##### FRAGMENT

24 074 (R 1531)
Goedkeuring van het verdrag tussen het Koninkrijk der Nederlanden en de Franse Republiek inzake personencontrole op de luchthavens op Sint Maarten; Parijs, 17 mei 1994

nr. 7
VERSLAG VAN DE STATEN VAN DE NEDERLANDSE ANTILLEN

Ontvangen 9 mei 1996

De bespreking van het onderhavige voorstel van Rijkswet heeft dezerzijds aanleiding gegeven tot het maken van de navolgende op- en aanmerkingen.

De Staten van de Nederlandse Antillen hebben goede nota genomen van de onderhavige ontwerp-rijkswet en waarderen de goede bedoelingen welke achter dit ontwerp steken. De totstandkoming van een verdrag met Frankrijk over de personencontrole op de luchthavens van Sint Maarten kan van belang zijn om de steeds toenemende illegaliteit op het eiland een halt toe te roepen. De afwezigheid van grenscontrole op het eiland heeft klaarblijkelijk geleid tot situaties welke onacceptabel zijn; de illegale immigratie en illegale handel hebben de kop opgestoken en vormen een reële bedreiging voor het sociaal-economisch evenwicht op beide delen van het eiland Sint Maarten. Het is duidelijk dat een gezamenlijke aanpak, op basis van een gemeenschappelijk belang, noodzakelijk is om de toekomst van het eiland veilig te stellen. Niettemin vragen de Staten zich af of deze aanpak wel middels een verdrag als het onderhavige dient te geschieden; zou een juiste toepassing van de immigratiebepalingen de gesignaleerde problemen niet hebben kunnen oplossen? Juist hierom hebben de Staten het indertijd dan ook op prijs gesteld dat een uitdrukkelijke goedkeuringsprocedure op gang is gezet. De Staten hebben dan ook gemeend om indertijd een hoorzitting te moeten houden op Sint Maarten, teneinde de meningen van de bevolking van het eiland te moeten horen over hun standpunt t.a.v. het onderhavige verdrag. Op grond van deze bevindingen en na bestudering van het ontwerp en de daarop betrekking hebbende toelichting willen de Staten de volgende opmerkingen naar voren brengen.

##########

- OPDRACHT A: Schrijf uit het verslag over het Sint Maarten-verdrag het stuk van "24 074 (R 1531)" tot en met "op- en aanmerkingen." letterlijk over.
- OPDRACHT B: Vat de alinea die begint met "De Staten van de Nederlandse Antillen hebben goede nota genomen" uit het verslag over het Sint Maarten-verdrag beknopt samen als opsomming, met behoud van de belangrijkste feiten.
- OPDRACHT C: Zet het verslag over het Sint Maarten-verdrag voort na de laatste zin.

##### STUDIEMATERIAAL

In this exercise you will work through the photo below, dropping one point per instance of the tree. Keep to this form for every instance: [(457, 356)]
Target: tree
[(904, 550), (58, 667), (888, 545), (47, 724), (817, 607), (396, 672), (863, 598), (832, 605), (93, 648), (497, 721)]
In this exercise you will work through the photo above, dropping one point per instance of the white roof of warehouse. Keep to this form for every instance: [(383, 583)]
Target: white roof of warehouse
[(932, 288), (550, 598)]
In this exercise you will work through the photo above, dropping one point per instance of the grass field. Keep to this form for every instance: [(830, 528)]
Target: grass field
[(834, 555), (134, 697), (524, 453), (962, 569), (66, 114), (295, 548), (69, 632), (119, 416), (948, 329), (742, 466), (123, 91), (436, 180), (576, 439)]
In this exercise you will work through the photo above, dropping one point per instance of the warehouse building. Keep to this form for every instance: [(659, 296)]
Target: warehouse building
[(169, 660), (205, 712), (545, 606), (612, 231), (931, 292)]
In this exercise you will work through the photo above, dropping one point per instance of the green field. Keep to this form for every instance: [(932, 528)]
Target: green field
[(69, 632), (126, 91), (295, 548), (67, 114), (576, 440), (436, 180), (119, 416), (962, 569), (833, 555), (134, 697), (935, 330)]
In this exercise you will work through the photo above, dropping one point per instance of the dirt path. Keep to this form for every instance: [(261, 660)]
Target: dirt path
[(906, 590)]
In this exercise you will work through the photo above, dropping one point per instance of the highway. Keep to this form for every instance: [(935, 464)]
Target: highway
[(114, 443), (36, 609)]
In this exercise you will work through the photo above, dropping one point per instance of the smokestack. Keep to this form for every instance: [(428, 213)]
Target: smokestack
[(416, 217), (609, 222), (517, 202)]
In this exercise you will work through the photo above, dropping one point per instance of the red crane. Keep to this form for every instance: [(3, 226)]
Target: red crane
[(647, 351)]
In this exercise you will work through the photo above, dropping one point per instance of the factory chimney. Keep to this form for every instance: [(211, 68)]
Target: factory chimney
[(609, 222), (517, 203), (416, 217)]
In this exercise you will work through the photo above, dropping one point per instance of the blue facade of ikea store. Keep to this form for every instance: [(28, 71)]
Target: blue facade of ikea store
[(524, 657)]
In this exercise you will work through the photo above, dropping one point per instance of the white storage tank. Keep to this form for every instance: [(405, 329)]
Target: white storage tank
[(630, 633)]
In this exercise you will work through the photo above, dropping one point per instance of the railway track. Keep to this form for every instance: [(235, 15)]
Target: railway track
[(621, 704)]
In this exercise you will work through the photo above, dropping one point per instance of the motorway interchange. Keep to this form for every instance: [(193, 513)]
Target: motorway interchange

##########

- JOUW ANTWOORD A:
24 074 (R 1531)
Goedkeuring van het verdrag tussen het Koninkrijk der Nederlanden en de Franse Republiek inzake personencontrole op de luchthavens op Sint Maarten; Parijs, 17 mei 1994

nr. 7
VERSLAG VAN DE STATEN VAN DE NEDERLANDSE ANTILLEN

Ontvangen 9 mei 1996

De bespreking van het onderhavige voorstel van Rijkswet heeft dezerzijds aanleiding gegeven tot het maken van de navolgende op- en aanmerkingen.

- JOUW ANTWOORD B:
- De Staten waarderen de goede bedoelingen achter de ontwerp-rijkswet.
- Een verdrag met Frankrijk over personencontrole op de luchthavens van Sint Maarten kan helpen de toenemende illegaliteit op het eiland te stoppen.
- Door het ontbreken van grenscontrole zijn illegale immigratie en illegale handel opgekomen. Die bedreigen het sociaal-economisch evenwicht op beide delen van het eiland.
- Een gezamenlijke aanpak op basis van een gemeenschappelijk belang is nodig om de toekomst van het eiland veilig te stellen.
- De Staten vragen zich af of een verdrag daarvoor de juiste weg is. Zij vragen ook of een juiste toepassing van de immigratiebepalingen de problemen niet had kunnen oplossen.
- Daarom waardeerden zij de uitdrukkelijke goedkeuringsprocedure. Ook hielden zij een hoorzitting op Sint Maarten om de mening van de bevolking te horen.
- Op grond daarvan en na bestudering van het ontwerp en de toelichting brengen de Staten hun opmerkingen naar voren.

- JOUW ANTWOORD C:
Algemeen

Op de eerste plaats achten de Staten het zeer gewenst dat alsnog een toelichting op de afzonderlijke bepalingen van het verdrag wordt gegeven. Zo'n toelichting is naderhand zeker van nut bij de feitelijke uitvoering van het verdrag.

Verder zijn de Staten van mening dat ratificatie van het verdrag in haar huidige vorm, in vergelijking met Europa waarbij gestreefd wordt naar steeds verdergaande integratie, een stap achteruit betekent voor wat betreft het streven naar meer Caribische integratie in onze regio, aangezien het voor onderdanen van de Caribische eilanden moeilijker wordt om toegelaten te worden, terwijl anderzijds de deur wagenwijd wordt opengezet voor onderdanen van de (uitgebreide) EG-lid-staten.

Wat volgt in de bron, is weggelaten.